▶ **Problem**
Print every line of the listing below exactly as it appears, but leave out the pictures.

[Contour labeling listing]

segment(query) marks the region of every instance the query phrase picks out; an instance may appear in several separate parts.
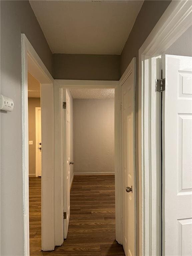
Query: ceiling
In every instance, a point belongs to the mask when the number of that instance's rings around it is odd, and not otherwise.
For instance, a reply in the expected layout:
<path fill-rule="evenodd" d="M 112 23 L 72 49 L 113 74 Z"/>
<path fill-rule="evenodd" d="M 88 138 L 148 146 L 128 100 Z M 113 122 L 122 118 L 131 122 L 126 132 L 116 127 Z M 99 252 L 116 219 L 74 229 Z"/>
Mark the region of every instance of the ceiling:
<path fill-rule="evenodd" d="M 74 99 L 113 99 L 115 98 L 113 89 L 70 89 Z"/>
<path fill-rule="evenodd" d="M 28 97 L 40 98 L 40 83 L 28 72 Z"/>
<path fill-rule="evenodd" d="M 30 1 L 53 53 L 120 54 L 143 1 Z"/>

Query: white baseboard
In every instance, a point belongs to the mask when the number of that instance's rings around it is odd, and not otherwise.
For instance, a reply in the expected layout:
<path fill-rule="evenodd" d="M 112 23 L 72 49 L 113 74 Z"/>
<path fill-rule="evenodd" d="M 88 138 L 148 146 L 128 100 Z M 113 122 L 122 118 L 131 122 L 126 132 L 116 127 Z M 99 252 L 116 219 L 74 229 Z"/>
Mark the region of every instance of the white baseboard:
<path fill-rule="evenodd" d="M 29 174 L 29 177 L 35 177 L 35 174 Z"/>
<path fill-rule="evenodd" d="M 72 177 L 72 179 L 71 179 L 71 182 L 70 182 L 70 189 L 71 189 L 71 187 L 72 186 L 72 184 L 73 184 L 73 181 L 74 178 L 74 173 L 73 173 L 73 177 Z"/>
<path fill-rule="evenodd" d="M 75 172 L 74 175 L 115 175 L 115 172 Z"/>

▶ **The output**
segment(query) marks the region of every instance the query phrase picks out; an instance may appear in several separate parts.
Query: ceiling
In every instance, a point belongs to the mask when the number of that instance's rings around it is odd, and not otherwise.
For instance, a reply in the expected layout:
<path fill-rule="evenodd" d="M 112 23 L 72 49 L 113 74 Z"/>
<path fill-rule="evenodd" d="M 88 138 L 148 146 L 128 100 Z M 113 122 L 122 118 L 131 122 L 126 132 L 116 127 Z M 99 252 L 116 219 L 74 229 Z"/>
Mark the region of every instance of the ceiling:
<path fill-rule="evenodd" d="M 74 99 L 113 99 L 115 98 L 113 89 L 70 89 Z"/>
<path fill-rule="evenodd" d="M 28 97 L 40 98 L 40 83 L 28 72 Z"/>
<path fill-rule="evenodd" d="M 30 1 L 53 53 L 120 54 L 143 1 Z"/>

Query: white baseboard
In every instance, a point belongs to the mask when the number of that instance's rings around it is odd, and not otherwise.
For instance, a reply in the expected layout:
<path fill-rule="evenodd" d="M 112 23 L 72 49 L 113 74 Z"/>
<path fill-rule="evenodd" d="M 88 138 L 148 146 L 128 100 Z M 113 122 L 122 118 L 131 122 L 126 132 L 116 127 Z M 99 252 L 116 219 L 74 229 Z"/>
Mark the region of every instance of the white baseboard:
<path fill-rule="evenodd" d="M 29 174 L 29 177 L 35 177 L 35 174 Z"/>
<path fill-rule="evenodd" d="M 72 177 L 72 179 L 71 179 L 71 182 L 70 182 L 70 189 L 71 189 L 71 187 L 72 186 L 72 184 L 73 184 L 73 181 L 74 178 L 74 173 L 73 173 L 73 177 Z"/>
<path fill-rule="evenodd" d="M 75 172 L 74 175 L 115 175 L 115 172 Z"/>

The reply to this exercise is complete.